- **Text for analysis**
———

Well, hello there...
In past blog entries, I’ve developed an “Editor’s Note” that charmingly apologizes for my lack of consistency. I always felt it was like a comb over, hiding the transparency of what wasn’t there to begin with.
I’m not going to do that this time. Let’s just directly acknowledge my short comings: I haven’t posted a blog entry since (I believe) early April. I haven’t felt like it, and there’s no other reason.
So what have I been doing?
- There’s this odd process of applying for jobs that I experience daily now. I feel like I’m either playing Russian Roulette or pitching a fit for my mother in the middle of the local grocery store. You hit the send button, or the apply banner, and your cover letter/resume vaporizes into nothingness. Where does it go? Who does what with it? I feel like Jonathan Pryce in Brazil. My identity has been erased, if it ever existed in the first place.
- I stopped watching the obscene amount of movies, and started reading deep and ponderous books. This has been part of my dreaded “Self Evaluation” project, in which I try to pin point all my many neuroses'. How’s it going? I don’t know. I’ll tell you when the answer magically appears. (If you’re interested in what I’ve read specifically, I’ll happily e-mail you a list.)

———

- **To do**
1: Copy word for word the part of the blog post starting at "Well, hello there..." and ending at "to begin with.".
2: Resume the blog post about the writer's months away from blogging, continuing after its last sentence.

- **Records provided**
———

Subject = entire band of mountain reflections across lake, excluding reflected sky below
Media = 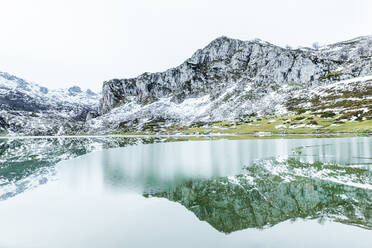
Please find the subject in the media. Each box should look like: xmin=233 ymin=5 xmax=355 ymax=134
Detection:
xmin=0 ymin=137 xmax=372 ymax=233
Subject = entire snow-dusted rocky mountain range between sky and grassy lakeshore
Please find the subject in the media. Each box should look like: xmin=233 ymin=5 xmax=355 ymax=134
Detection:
xmin=0 ymin=36 xmax=372 ymax=135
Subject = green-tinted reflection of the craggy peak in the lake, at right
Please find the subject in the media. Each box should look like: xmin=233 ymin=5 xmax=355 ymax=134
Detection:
xmin=145 ymin=159 xmax=372 ymax=233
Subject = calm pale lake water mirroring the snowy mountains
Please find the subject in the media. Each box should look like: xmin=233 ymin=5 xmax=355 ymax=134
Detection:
xmin=0 ymin=137 xmax=372 ymax=247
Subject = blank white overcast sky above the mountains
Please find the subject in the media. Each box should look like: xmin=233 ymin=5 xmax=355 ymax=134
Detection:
xmin=0 ymin=0 xmax=372 ymax=91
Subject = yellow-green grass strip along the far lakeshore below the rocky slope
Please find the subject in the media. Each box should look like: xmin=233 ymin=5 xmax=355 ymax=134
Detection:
xmin=161 ymin=114 xmax=372 ymax=135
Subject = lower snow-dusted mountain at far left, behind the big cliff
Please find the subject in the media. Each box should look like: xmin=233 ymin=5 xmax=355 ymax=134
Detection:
xmin=0 ymin=72 xmax=100 ymax=135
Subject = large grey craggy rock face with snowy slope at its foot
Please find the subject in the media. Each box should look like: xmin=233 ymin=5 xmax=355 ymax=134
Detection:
xmin=91 ymin=37 xmax=372 ymax=133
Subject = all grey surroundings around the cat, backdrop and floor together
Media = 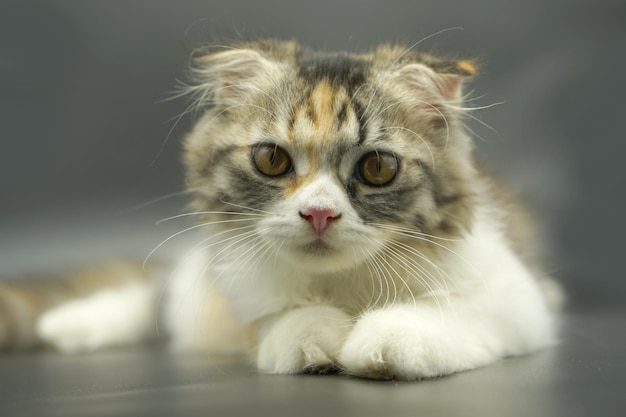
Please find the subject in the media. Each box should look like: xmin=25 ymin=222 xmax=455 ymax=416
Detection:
xmin=0 ymin=0 xmax=626 ymax=417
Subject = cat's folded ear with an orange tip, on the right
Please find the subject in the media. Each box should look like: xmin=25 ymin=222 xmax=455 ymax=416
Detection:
xmin=397 ymin=60 xmax=478 ymax=104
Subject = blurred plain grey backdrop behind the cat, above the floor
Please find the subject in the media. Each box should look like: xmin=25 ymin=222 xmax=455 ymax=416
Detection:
xmin=0 ymin=0 xmax=626 ymax=309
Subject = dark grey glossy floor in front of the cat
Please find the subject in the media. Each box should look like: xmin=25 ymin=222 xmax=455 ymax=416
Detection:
xmin=0 ymin=311 xmax=626 ymax=417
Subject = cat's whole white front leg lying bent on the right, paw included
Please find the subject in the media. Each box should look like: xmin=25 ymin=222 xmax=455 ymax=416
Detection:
xmin=339 ymin=249 xmax=555 ymax=380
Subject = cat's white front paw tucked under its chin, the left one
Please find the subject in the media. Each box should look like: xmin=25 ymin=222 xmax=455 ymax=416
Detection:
xmin=257 ymin=306 xmax=352 ymax=374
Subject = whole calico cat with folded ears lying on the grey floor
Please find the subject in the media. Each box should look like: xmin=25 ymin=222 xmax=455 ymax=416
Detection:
xmin=0 ymin=40 xmax=562 ymax=380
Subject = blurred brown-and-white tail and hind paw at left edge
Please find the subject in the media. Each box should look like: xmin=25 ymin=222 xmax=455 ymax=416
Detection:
xmin=0 ymin=263 xmax=157 ymax=351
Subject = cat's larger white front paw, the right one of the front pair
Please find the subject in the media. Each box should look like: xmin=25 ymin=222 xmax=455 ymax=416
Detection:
xmin=339 ymin=310 xmax=495 ymax=380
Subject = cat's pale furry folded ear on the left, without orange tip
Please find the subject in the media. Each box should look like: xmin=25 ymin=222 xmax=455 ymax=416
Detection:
xmin=192 ymin=47 xmax=281 ymax=106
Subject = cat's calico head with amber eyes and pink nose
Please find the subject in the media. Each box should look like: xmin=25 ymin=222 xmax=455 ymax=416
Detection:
xmin=185 ymin=41 xmax=475 ymax=270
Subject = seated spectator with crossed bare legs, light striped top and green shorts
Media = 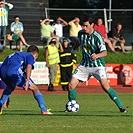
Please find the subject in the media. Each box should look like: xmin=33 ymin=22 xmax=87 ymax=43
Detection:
xmin=11 ymin=16 xmax=29 ymax=51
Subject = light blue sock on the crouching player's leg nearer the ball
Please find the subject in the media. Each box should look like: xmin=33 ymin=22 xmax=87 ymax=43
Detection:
xmin=34 ymin=92 xmax=47 ymax=112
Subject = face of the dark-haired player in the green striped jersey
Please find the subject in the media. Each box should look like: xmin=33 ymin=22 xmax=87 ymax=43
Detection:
xmin=83 ymin=21 xmax=94 ymax=34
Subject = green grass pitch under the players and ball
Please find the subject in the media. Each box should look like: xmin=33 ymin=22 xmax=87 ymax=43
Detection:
xmin=0 ymin=94 xmax=133 ymax=133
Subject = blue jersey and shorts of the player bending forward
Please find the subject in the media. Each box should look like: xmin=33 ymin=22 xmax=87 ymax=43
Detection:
xmin=0 ymin=52 xmax=35 ymax=89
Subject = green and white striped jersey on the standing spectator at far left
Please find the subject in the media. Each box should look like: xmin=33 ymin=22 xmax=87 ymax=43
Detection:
xmin=0 ymin=4 xmax=13 ymax=26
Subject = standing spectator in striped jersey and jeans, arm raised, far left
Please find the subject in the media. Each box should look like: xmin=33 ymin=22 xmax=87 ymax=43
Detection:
xmin=0 ymin=0 xmax=13 ymax=48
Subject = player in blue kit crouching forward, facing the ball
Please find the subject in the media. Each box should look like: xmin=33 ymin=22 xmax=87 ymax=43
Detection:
xmin=0 ymin=45 xmax=52 ymax=115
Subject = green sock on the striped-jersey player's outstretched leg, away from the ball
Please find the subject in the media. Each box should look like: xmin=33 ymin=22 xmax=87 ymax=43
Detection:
xmin=107 ymin=88 xmax=124 ymax=108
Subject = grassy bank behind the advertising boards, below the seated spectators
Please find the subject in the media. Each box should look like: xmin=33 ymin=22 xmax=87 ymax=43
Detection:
xmin=0 ymin=48 xmax=133 ymax=64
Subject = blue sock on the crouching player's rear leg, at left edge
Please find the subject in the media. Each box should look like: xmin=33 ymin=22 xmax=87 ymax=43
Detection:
xmin=0 ymin=88 xmax=12 ymax=108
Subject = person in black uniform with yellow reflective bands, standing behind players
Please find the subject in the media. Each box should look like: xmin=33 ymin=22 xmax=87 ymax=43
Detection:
xmin=59 ymin=38 xmax=76 ymax=91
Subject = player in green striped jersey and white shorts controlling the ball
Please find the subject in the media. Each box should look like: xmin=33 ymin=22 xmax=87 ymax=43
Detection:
xmin=68 ymin=16 xmax=127 ymax=112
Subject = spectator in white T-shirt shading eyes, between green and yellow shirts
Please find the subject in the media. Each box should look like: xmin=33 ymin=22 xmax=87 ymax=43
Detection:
xmin=52 ymin=17 xmax=68 ymax=38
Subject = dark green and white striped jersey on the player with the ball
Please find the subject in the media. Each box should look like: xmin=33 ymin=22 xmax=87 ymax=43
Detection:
xmin=78 ymin=30 xmax=106 ymax=67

———

- **Written responses**
1:
Well, hello there...
In past blog entries, I’ve developed an “Editor’s Note” that charmingly apologizes for my lack of consistency. I always felt it was like a comb over, hiding the transparency of what wasn’t there to begin with.

2:
- I had a bizarre “crisis of faith,” in which I wondered if I even liked movies any more. There are so many hours of my life invested in...what, exactly? The hours spent actively involved in a life changing film have become equal to the ones spent waiting for the credits to roll. To quote Peggy Lee, I’ve often asked: “Is that all there is?”
- Some other things I did: I found myself out in L.A. on the set of a reality TV show (which I got onto through nebulous connections). I don’t want to go too far into this, other than it seriously threw me through a loop. Every person was making a living in the film industry...but doing this? There’s a point where my morals will never be able to be coerced by my check book. I went and visited my best friend from college out in Las Vegas, Nevada. Instead of hitting the strip, we ended up chanting with some monks in a Buddhist temple. I started and stopped about five different writing projects...mostly as a way of avoiding the one I’m almost done with.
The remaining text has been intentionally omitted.